REQUIRED WORK: Go through the records and extract every line with the word "truck".

[Referring expression data]
#####
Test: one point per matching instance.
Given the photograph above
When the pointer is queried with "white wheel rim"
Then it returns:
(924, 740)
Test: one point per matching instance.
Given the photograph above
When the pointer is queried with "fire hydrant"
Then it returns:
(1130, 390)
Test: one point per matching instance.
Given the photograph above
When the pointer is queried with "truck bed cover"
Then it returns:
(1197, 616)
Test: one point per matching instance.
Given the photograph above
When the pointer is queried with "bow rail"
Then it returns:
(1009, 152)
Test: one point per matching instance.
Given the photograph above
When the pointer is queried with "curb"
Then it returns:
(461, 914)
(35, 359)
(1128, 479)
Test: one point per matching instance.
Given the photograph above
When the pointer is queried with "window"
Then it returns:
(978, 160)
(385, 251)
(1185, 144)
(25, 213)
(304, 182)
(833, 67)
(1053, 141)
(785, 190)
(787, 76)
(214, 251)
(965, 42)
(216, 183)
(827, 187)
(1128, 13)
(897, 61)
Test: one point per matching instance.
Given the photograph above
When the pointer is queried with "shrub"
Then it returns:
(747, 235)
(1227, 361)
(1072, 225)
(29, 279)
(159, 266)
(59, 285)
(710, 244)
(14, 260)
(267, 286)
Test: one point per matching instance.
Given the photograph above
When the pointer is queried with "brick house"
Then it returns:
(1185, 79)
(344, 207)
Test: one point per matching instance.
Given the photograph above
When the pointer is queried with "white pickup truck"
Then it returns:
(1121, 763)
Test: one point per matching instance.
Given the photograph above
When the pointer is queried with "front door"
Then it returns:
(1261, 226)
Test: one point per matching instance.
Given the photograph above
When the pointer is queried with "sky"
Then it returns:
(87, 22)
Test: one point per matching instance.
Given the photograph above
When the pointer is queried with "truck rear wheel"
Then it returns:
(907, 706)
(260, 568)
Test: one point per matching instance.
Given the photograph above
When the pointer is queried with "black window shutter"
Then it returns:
#####
RESPONSE TO THE TASK:
When the pointer is queried with "truck bed cover"
When the pointer is queried with "white pickup truck"
When the pointer is queried with "truck rear wheel"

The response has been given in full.